* _DATA_
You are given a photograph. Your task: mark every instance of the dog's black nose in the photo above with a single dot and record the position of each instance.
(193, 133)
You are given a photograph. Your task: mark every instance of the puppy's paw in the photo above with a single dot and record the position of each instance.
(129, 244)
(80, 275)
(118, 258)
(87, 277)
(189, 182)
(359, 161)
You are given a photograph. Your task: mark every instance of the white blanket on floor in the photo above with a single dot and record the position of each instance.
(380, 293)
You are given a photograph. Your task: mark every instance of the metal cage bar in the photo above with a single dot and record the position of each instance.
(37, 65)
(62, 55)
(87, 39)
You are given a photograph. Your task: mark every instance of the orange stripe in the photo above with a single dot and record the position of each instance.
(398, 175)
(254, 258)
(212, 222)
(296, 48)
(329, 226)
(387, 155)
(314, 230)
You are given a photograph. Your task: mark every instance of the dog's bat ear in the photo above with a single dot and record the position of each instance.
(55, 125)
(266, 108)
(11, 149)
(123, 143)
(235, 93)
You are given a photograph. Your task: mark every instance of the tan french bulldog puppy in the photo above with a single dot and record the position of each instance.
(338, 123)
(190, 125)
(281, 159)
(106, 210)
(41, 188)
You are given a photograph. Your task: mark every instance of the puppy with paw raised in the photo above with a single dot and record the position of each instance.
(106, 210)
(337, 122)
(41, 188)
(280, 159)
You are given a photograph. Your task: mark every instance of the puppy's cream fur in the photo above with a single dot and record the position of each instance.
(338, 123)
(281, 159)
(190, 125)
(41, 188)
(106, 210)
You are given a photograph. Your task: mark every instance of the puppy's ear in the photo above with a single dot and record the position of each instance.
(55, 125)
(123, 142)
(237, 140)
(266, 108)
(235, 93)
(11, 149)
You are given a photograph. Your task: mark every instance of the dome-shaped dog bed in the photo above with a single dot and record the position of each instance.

* _DESCRIPTION OF THE TASK_
Copy out the records once more, exactly as they are written.

* _TASK OUTPUT_
You are given a photograph. Your task: mark every instance of the dog's black nose in the photo above with a single dot and record the position of each instance.
(193, 133)
You are given a photograph. Your task: mark every instance of the puppy's paw in the photo above with a single dot and record the position of each instance.
(129, 244)
(80, 275)
(118, 258)
(87, 277)
(189, 182)
(359, 161)
You are given a photograph. Your task: mark every instance of the white blanket on floor in the photo above with a single dot and record the position of each instance.
(380, 293)
You are given a photograph. Your task: mark every instance of the metal cage bar in the photo above with a single dot and record the position of each instance.
(37, 65)
(62, 55)
(87, 39)
You are given a photograph. Your task: mark every instance of the orange stripe in the photo above with a single dot and record the position of each instance.
(398, 175)
(254, 258)
(212, 222)
(296, 48)
(329, 226)
(387, 155)
(314, 230)
You are given a photograph. Your task: mark every instance of the dog's bat ear in the photo above with a single dot and record the position of each instance.
(55, 125)
(266, 108)
(11, 149)
(123, 143)
(235, 93)
You are given a photograph. Your task: mark every instance of the tan french bulldog puppy in the photo above with a single dot and record the position of each instance.
(338, 123)
(190, 125)
(281, 159)
(106, 210)
(41, 188)
You are given a photograph. Your task: mark every instance of the puppy with paw raised in the photo above with a single dot and record the position of each instance.
(106, 210)
(337, 122)
(41, 188)
(280, 159)
You are given a photograph. Your task: mark every instance of the puppy's cream fur in the photo above with a single dot and record the position of each instance.
(338, 123)
(281, 159)
(190, 125)
(41, 188)
(106, 210)
You are given a photograph. Your task: mark every instance of the puppy's ear in the photo above with a single dot and record the position of each instance.
(55, 125)
(123, 142)
(237, 140)
(266, 108)
(235, 93)
(11, 149)
You are given a photograph. Your task: mark every instance of the dome-shaped dog bed in the photo above with a single dot and record the position of each instance.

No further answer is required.